> PROMPT: Your task is to print all of the entries exactly, though the pictures should not be included.

> DATA FOR THIS TASK:
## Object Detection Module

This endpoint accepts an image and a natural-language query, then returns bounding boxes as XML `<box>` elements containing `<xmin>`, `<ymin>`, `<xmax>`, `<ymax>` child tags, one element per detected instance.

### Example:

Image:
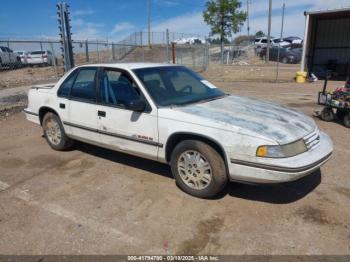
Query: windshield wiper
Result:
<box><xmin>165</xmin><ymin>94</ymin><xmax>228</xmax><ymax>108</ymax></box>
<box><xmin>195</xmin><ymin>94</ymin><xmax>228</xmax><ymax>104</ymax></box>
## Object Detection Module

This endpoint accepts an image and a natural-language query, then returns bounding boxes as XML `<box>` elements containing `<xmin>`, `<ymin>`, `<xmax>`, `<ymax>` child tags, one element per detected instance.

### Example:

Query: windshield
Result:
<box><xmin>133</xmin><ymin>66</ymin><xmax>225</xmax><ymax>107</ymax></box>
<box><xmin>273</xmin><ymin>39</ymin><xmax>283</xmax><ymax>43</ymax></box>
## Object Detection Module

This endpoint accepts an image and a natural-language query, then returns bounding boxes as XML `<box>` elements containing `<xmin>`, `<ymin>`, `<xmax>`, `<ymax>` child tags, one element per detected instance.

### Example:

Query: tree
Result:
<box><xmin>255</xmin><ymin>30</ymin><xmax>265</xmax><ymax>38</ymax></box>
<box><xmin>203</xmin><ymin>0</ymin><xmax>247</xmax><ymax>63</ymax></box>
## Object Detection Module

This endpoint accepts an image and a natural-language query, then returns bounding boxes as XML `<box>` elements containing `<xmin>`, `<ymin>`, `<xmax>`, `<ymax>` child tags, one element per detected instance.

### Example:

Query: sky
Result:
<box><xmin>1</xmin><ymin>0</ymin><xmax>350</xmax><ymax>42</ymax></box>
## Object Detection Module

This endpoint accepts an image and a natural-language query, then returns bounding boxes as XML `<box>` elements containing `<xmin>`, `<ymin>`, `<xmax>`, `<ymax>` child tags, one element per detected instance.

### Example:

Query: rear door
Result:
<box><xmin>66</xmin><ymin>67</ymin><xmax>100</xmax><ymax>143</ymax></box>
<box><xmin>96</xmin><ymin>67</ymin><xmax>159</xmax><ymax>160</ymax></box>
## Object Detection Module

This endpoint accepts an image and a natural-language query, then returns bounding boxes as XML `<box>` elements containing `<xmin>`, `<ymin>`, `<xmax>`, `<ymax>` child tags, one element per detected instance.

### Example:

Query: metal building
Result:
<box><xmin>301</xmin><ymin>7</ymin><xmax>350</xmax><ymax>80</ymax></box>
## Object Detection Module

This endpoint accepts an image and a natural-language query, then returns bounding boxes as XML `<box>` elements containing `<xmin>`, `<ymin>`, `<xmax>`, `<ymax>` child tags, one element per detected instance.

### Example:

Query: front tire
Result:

> RESULT OF THE TASK:
## Object Detection Module

This endpoint accepts an image and a natural-language query, then returns bounding boxes as XML `<box>` elements containing `<xmin>`, `<ymin>`, `<xmax>`, `<ymax>` child tags, one element per detected instance.

### Example:

Image:
Query: windshield wiper
Result:
<box><xmin>165</xmin><ymin>94</ymin><xmax>228</xmax><ymax>108</ymax></box>
<box><xmin>195</xmin><ymin>94</ymin><xmax>228</xmax><ymax>104</ymax></box>
## Object Detection Module

This endpoint accepts an image and a natural-language query, then returns bounding boxes as XML `<box>` elements containing `<xmin>`, `<ymin>`, `<xmax>`, `<ymax>` child tags, one element per detected instance.

### Example:

Query: windshield
Result:
<box><xmin>133</xmin><ymin>66</ymin><xmax>225</xmax><ymax>107</ymax></box>
<box><xmin>273</xmin><ymin>39</ymin><xmax>283</xmax><ymax>43</ymax></box>
## Object Detection Module

This endpoint accepts an image and a natural-language query, then returns bounding boxes as XML `<box>` elements containing `<xmin>`, `<ymin>`, `<xmax>`, `<ymax>` child tags, one element per detected instance.

### Example:

Query: tree
Result:
<box><xmin>255</xmin><ymin>30</ymin><xmax>265</xmax><ymax>38</ymax></box>
<box><xmin>203</xmin><ymin>0</ymin><xmax>247</xmax><ymax>63</ymax></box>
## Object Detection Module

This endpoint accepts an image and a natural-language query, then returns bounding boxes as XML `<box>` elements containing `<xmin>`, `<ymin>`, `<xmax>`, `<ymax>` child tags, one element per detected instance.

### Example:

Query: sky
Result:
<box><xmin>1</xmin><ymin>0</ymin><xmax>350</xmax><ymax>42</ymax></box>
## Object Detection Module

This endpoint accepts an image and a natural-language query, then returns bounding boxes as XML `<box>` elements containing `<xmin>`, `<ymin>`, `<xmax>`, `<ymax>` child tags, one element per detected instance.

### Example:

Query: rear door
Result:
<box><xmin>66</xmin><ymin>67</ymin><xmax>100</xmax><ymax>143</ymax></box>
<box><xmin>96</xmin><ymin>67</ymin><xmax>159</xmax><ymax>160</ymax></box>
## Object Detection Module

This endpoint accepts an image and a natural-language query, then returns bounding boxes as XML `<box>` elements containing `<xmin>`, `<ymin>`, `<xmax>`, `<ymax>` child tags, one element per detected instance.

### Example:

Query: metal building
Result:
<box><xmin>301</xmin><ymin>7</ymin><xmax>350</xmax><ymax>80</ymax></box>
## Object Detection Module

This endpoint accepts an image and a natural-language query, then returns bounding boxes as XML `<box>` elements containing `<xmin>`, `<ymin>`, `<xmax>`, `<ymax>` child tags, one element per detected instance.

### Example:

Query: front tire
Result:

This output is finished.